>> BEGIN Records to process
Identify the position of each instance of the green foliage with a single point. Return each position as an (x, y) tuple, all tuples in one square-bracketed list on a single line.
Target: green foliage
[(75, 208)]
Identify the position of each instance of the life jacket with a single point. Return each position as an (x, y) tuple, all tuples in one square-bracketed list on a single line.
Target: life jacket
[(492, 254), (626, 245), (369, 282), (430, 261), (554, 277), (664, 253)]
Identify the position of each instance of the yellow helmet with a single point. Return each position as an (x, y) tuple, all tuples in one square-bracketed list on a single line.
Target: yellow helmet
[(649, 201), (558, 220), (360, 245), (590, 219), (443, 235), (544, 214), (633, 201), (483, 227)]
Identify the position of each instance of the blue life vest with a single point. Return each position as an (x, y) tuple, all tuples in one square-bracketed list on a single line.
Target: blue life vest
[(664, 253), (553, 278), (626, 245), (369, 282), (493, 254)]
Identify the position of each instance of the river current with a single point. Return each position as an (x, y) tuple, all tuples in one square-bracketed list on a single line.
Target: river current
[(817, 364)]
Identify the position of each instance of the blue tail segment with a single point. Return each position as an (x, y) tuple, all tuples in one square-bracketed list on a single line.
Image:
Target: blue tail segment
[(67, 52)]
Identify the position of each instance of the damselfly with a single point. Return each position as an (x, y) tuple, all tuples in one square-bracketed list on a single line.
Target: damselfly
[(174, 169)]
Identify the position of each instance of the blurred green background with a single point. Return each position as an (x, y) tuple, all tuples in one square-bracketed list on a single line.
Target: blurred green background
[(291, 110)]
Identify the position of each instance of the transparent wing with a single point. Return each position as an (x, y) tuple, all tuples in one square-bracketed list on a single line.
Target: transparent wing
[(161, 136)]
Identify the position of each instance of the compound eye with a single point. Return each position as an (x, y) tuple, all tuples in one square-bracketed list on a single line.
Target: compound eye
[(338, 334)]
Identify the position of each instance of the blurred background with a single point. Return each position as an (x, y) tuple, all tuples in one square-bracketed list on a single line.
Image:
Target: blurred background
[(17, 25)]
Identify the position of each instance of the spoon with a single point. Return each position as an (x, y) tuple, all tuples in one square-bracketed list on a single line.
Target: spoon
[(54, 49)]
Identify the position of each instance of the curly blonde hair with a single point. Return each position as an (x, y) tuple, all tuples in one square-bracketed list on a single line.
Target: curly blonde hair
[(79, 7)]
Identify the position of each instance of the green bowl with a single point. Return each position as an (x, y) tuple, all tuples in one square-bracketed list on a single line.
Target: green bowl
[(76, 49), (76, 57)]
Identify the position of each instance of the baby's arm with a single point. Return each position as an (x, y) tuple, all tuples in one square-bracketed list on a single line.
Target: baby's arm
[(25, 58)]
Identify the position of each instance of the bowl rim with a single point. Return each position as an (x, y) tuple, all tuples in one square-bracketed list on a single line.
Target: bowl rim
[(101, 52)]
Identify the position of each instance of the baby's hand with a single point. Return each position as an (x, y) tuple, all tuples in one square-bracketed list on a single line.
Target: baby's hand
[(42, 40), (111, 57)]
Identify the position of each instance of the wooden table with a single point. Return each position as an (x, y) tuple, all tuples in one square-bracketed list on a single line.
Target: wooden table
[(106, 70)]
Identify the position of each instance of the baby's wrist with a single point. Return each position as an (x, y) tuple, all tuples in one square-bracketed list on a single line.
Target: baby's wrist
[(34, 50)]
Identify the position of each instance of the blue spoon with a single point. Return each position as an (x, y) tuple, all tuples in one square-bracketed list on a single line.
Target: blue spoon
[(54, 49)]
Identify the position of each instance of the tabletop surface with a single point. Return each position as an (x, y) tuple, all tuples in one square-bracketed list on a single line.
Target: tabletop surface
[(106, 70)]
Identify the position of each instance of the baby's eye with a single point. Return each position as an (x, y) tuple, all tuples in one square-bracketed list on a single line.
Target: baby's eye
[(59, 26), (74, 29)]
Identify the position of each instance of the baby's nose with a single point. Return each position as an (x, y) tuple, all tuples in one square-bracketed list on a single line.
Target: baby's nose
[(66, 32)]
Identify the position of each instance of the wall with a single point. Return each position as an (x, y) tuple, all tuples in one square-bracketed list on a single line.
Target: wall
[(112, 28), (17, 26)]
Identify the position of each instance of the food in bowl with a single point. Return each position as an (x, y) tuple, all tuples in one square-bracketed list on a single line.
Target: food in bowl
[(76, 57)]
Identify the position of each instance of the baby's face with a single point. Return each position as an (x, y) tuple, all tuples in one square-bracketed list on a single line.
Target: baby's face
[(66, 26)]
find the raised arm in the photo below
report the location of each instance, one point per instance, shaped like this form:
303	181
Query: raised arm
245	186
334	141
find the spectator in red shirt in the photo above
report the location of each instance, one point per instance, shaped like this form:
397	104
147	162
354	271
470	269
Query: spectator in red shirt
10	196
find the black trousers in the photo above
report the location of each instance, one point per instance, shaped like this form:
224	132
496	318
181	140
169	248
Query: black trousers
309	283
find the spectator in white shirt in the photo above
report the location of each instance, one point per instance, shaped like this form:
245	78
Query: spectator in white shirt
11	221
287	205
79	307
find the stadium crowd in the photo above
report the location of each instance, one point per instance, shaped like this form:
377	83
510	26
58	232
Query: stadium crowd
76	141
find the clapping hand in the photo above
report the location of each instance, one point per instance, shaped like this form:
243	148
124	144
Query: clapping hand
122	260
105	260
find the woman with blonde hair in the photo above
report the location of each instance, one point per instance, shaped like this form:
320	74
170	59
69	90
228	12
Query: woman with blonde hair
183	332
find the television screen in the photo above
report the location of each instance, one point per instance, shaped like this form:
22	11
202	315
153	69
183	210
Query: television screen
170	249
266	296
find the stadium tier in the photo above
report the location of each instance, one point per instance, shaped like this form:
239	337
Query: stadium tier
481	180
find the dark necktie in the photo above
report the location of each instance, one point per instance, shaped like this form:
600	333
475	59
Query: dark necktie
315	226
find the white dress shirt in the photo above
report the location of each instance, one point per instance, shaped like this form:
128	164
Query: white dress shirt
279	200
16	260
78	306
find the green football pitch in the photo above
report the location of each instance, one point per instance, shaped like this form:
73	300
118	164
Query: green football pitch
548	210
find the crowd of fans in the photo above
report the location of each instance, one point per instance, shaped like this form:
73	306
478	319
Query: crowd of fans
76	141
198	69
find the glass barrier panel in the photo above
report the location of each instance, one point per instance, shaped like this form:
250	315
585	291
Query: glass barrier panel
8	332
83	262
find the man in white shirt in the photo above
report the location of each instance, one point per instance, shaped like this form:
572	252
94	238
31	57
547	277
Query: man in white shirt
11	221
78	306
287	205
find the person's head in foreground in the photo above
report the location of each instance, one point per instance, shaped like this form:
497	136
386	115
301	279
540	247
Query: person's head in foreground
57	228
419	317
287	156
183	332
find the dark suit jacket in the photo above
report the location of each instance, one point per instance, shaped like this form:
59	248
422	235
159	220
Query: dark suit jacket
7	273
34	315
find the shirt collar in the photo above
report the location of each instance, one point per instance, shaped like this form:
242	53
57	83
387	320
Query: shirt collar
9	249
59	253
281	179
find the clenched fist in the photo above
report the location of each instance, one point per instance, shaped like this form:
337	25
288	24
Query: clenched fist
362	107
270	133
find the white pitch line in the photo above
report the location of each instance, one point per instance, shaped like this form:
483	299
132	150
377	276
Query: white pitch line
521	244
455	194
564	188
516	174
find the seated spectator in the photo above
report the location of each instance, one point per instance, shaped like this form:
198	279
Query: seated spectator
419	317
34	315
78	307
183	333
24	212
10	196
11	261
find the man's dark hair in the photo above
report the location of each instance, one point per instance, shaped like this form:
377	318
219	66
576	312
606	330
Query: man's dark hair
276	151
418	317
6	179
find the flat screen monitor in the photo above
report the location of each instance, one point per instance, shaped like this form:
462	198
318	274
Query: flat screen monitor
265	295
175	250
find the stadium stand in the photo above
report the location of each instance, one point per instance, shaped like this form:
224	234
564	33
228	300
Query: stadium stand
>> END Records to process
**Exercise brief:**
Put the lines of the data above, from the very first line through the line that contains "201), (483, 227)]", into a numbered list. Include both ends and leave out any blank lines.

**Solved problem:**
1. Identify the position of each instance of the green foliage with a single point. Return each position as an (x, y) tuple, all tuples in one square-bracketed list on a single line.
2. Target: green foliage
3. [(75, 208)]
4. Identify the position of each instance of the life jacket with a single point. Return each position as an (x, y) tuple, all tuples in one square-bracketed list on a single line.
5. Target: life jacket
6. [(492, 254), (626, 245), (369, 282), (430, 261), (554, 277), (664, 253)]
7. Identify the position of each instance of the yellow helmet with a single point. Return each position as an (x, y) tuple, all tuples in one square-bracketed list on a single line.
8. Target: yellow helmet
9. [(649, 201), (558, 220), (360, 245), (590, 219), (443, 235), (544, 214), (633, 201), (483, 227)]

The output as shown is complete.